Exercice court A>
Recopiez sans rien changer les lignes de la liste, depuis celle qui contient « Can you spot the dried » jusqu'à celle qui contient « [[124, 141], [151, 140], [68, 142]] », ces deux lignes comprises.

Texte fourni>
⁂

BBC : quand les Anglais parlent à tous les citoyens du monde

The Good Business

Pétrie d’histoire, elle fut, dès 1922, l’une des toutes premières radios du monde à émettre. Bientôt centenaire, elle reste aujourd’hui, en matière de journalisme radio, télévisé ou numérique, une référence, un garant d’expertise et de neutralité pour ses centaines de millions d’auditeurs, de téléspectateurs et d’internautes à travers le globe.

L’imposant et moderne immeuble de verre et d’acier semble s’appuyer sur son vénérable voisin de pierre au style Art déco. Le premier, aux lignes futuristes, joue la transparence avec ses huit étages de baies vitrées surmontés d’une torche lumineuse en hommage à tous les journalistes morts en reportage. L’autre, construit en 1932, dix ans après la naissance de la British Broadcasting Corporation, s’est voulu un temple des arts, évocateur des pouvoirs mystérieux de la radiodiffusion qui propagera la culture d’un bout à l’autre du monde… Sur le fronton de l’entrée monumentale trône une sculpture en pierre des héros de Shakespeare, Prospero et son disciple Ariel, le génie de l’air qui s’envole comme les ondes, tandis que, dans le vaste hall d’entrée en marbre, une statue géante symbolise la diffusion des graines du savoir. « Car, précise Robert Seatter, l’historien attitré de la BBC, le verbe anglais “to broadcast” signifiait, à l’origine, l’action de semer dans un champ de labour. »

Tout de verre et d’acier, le bâtiment moderne, haut de huit étages, communique avec l’immeuble d’origine, construit en 1932.
Tout de verre et d’acier, le bâtiment moderne, haut de huit étages, communique avec l’immeuble d’origine, construit en 1932. JIM WINSLET

En dépit de ces allégories surannées et de près d’un siècle d’architecture qui les rendent si dissemblables, ces deux immeubles ne font qu’un. Ils sont reliés par des couloirs design qui permettent à ses occupants d’enjamber allègrement les ans pour gagner tel ou tel studio d’enregistrement. Manifestement, la BBC a tenu à ce que ses deux sièges trônant au centre de Londres témoignent que, pour chacun de ses 25 000 collaborateurs répartis dans le monde, le passé et le présent du groupe restent indissociables et ses valeurs fondatrices, inoxydables.

« Nous concevons notre mission d’informer aujourd’hui exactement avec les mêmes critères et les mêmes valeurs que ceux des pionniers de la radio voilà près d’un siècle. Ces principes éditoriaux immuables qui font partie de l’ADN de la BBC sont l’exactitude, l’impartialité et l’indépendance », précise Jim Egan, directeur général de BBC ­Global News Ltd. Et pourtant, si les principes des fondateurs restent inchangés, l’institution BBC s’est métamorphosée en raison, notamment, du développement planétaire de sa chaîne d’information télévisée en continu, Global News, regardée dans 440 millions de foyers à travers le monde, mais aussi, au cours de ces deux dernières décennies, avec l’avènement du numérique. « Si on n’aime pas le changement, le journalisme n’est pas le bon secteur où aller travailler, et c’est encore plus vrai à la BBC ! » poursuit Jim Egan, qui ajoute : « Du fait des progrès technologiques, on assiste aujourd’hui à une spectaculaire migration des audiences. Ainsi, le téléphone mobile concentre à lui seul 65 % du trafic online et cette migration n’est qu’un début. »

⁂

Exercice court B>
Selon l'article sur la BBC, pourquoi la statue géante du hall d'entrée représente-t-elle la diffusion des graines du savoir ? Répondez en une à trois phrases.

⁂

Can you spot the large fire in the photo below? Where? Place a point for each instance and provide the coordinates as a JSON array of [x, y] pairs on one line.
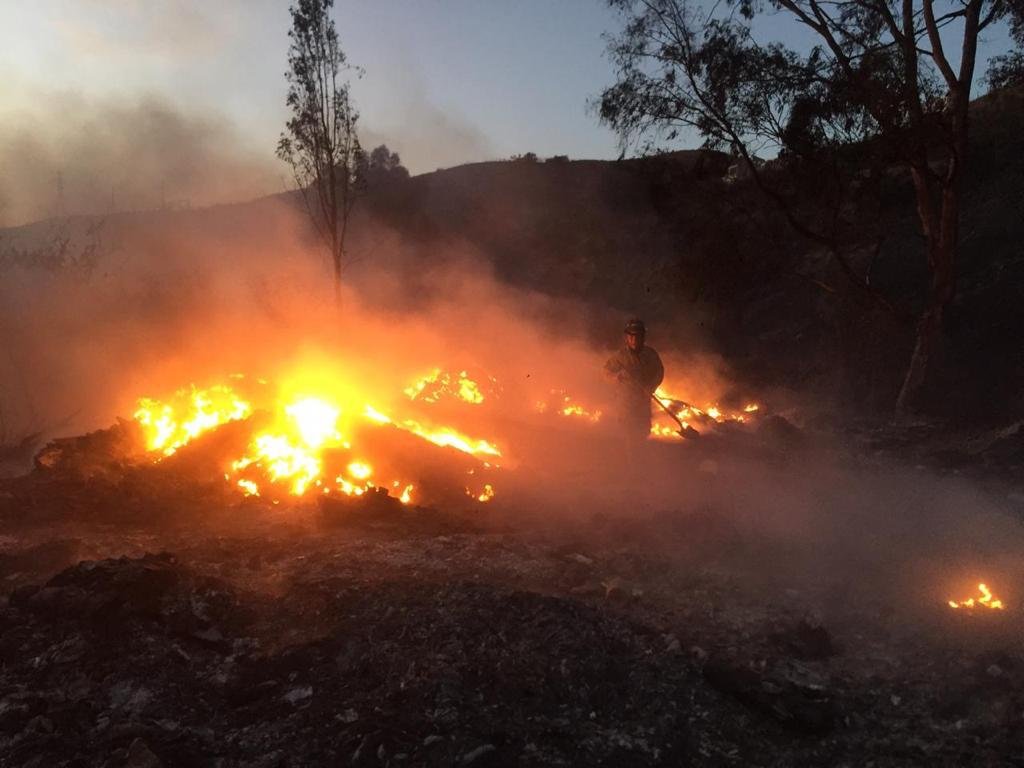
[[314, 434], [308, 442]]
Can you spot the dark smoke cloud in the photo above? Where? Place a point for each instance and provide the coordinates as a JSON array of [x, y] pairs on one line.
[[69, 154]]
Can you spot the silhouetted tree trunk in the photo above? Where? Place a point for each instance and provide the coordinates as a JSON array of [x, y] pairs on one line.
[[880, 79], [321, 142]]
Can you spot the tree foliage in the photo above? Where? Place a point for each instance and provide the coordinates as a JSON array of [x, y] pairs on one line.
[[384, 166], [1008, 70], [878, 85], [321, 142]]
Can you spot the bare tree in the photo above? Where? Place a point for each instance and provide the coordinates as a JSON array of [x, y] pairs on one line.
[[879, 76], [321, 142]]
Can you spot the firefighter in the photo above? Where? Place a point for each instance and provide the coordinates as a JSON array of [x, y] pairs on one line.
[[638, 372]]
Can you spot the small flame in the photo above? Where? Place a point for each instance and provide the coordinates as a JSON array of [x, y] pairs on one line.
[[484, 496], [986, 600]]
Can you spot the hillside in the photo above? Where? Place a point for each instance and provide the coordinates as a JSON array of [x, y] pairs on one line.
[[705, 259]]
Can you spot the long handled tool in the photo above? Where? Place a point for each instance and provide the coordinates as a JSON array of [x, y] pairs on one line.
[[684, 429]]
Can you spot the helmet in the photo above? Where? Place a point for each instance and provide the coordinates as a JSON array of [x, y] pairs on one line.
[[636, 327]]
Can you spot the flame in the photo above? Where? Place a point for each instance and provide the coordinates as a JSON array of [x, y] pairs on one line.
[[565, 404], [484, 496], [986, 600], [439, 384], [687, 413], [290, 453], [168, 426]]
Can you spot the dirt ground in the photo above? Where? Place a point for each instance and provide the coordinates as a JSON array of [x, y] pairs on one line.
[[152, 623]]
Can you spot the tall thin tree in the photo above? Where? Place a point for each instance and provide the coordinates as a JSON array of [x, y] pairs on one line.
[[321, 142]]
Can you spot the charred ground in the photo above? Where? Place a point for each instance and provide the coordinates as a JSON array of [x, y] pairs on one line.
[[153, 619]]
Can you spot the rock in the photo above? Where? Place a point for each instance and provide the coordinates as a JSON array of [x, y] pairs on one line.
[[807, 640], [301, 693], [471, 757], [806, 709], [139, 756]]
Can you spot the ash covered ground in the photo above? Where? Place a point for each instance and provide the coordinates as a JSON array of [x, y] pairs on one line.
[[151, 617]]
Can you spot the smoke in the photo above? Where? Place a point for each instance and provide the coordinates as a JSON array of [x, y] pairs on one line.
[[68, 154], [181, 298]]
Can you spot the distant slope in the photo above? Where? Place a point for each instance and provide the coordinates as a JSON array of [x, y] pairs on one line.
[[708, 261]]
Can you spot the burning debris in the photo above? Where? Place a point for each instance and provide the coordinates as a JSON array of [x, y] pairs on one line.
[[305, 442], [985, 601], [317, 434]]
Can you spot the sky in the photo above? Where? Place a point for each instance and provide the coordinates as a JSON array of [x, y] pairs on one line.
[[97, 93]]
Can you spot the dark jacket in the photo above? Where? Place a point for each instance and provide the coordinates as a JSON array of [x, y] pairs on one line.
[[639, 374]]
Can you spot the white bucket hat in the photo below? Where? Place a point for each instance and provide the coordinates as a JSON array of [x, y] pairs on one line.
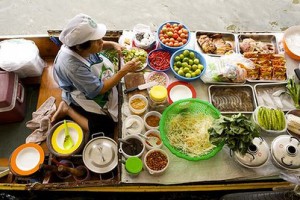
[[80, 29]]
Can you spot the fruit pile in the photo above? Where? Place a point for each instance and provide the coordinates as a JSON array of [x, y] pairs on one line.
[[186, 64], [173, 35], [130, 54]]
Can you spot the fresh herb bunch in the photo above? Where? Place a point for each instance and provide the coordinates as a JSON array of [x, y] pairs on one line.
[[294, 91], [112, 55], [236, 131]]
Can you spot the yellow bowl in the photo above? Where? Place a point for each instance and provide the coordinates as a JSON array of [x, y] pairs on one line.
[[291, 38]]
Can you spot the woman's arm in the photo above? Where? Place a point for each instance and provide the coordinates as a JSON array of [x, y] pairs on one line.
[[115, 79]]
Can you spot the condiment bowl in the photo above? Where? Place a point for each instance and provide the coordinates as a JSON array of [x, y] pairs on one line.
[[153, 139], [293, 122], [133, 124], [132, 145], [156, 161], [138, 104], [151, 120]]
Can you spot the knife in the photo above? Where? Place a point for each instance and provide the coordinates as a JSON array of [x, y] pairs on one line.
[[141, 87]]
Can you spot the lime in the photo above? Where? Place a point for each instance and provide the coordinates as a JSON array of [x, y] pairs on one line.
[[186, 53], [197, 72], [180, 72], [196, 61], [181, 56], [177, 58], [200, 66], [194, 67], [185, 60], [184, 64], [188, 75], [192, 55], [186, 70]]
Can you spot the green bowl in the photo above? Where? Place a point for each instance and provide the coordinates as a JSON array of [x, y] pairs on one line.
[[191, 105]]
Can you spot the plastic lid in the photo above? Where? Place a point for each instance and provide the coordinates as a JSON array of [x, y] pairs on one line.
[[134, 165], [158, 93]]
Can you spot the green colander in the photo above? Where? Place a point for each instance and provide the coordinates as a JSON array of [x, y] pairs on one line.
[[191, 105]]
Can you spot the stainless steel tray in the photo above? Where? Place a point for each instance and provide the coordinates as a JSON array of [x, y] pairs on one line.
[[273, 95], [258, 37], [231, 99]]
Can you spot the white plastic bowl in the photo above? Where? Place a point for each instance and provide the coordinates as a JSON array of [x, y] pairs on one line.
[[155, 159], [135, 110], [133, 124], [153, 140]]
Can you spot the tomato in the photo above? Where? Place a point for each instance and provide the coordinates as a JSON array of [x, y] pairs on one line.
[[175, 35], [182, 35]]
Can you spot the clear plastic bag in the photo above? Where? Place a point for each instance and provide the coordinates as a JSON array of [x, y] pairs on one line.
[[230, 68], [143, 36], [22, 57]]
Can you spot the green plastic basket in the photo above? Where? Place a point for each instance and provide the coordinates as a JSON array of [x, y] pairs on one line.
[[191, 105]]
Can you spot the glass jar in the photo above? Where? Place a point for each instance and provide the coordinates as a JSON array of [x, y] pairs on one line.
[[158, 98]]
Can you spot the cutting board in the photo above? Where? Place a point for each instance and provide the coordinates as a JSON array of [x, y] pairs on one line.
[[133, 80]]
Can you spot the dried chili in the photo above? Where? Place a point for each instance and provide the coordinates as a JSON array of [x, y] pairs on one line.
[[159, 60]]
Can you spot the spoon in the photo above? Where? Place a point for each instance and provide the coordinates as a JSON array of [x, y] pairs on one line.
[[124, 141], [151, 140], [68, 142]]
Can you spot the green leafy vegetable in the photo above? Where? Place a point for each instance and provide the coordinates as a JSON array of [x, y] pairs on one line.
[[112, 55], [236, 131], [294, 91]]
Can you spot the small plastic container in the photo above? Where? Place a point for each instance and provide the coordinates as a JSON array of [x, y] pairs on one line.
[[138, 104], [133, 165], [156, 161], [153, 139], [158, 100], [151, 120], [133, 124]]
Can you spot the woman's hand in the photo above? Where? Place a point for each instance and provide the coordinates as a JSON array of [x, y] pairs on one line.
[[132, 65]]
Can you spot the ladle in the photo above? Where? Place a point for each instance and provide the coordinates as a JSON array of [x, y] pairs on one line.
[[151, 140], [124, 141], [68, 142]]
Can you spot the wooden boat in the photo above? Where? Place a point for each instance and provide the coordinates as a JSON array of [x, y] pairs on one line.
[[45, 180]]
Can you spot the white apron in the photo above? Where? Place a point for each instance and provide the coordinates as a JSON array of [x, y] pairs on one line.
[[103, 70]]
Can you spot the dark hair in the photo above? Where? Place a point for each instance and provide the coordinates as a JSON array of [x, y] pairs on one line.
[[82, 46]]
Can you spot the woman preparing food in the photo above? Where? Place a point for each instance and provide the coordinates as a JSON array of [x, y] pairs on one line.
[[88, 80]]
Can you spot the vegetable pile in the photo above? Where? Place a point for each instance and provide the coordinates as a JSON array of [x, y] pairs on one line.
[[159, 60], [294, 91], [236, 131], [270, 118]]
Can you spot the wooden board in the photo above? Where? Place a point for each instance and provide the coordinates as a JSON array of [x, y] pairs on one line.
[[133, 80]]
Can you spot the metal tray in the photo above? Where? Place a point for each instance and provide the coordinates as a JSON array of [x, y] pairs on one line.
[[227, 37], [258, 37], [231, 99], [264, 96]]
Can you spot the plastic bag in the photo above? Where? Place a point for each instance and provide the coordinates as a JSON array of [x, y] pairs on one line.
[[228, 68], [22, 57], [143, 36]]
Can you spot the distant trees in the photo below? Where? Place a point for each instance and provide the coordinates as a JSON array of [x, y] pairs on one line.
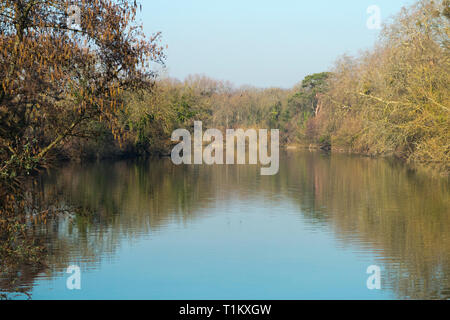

⁂

Réponse complète A>
Can you spot the dried chili in the photo above? Where? Place a point for each instance and provide the coordinates as a JSON array of [x, y] pairs on one line.
[[159, 60]]
Can you spot the spoon in the photo above? Where? Place a point for each instance and provide the coordinates as a JSON array of [x, y] pairs on one line.
[[124, 141], [151, 140], [68, 142]]

Réponse complète B>
Robert Seatter, l'historien attitré de la BBC, l'explique : le verbe anglais « to broadcast » signifiait à l'origine l'action de semer dans un champ de labour.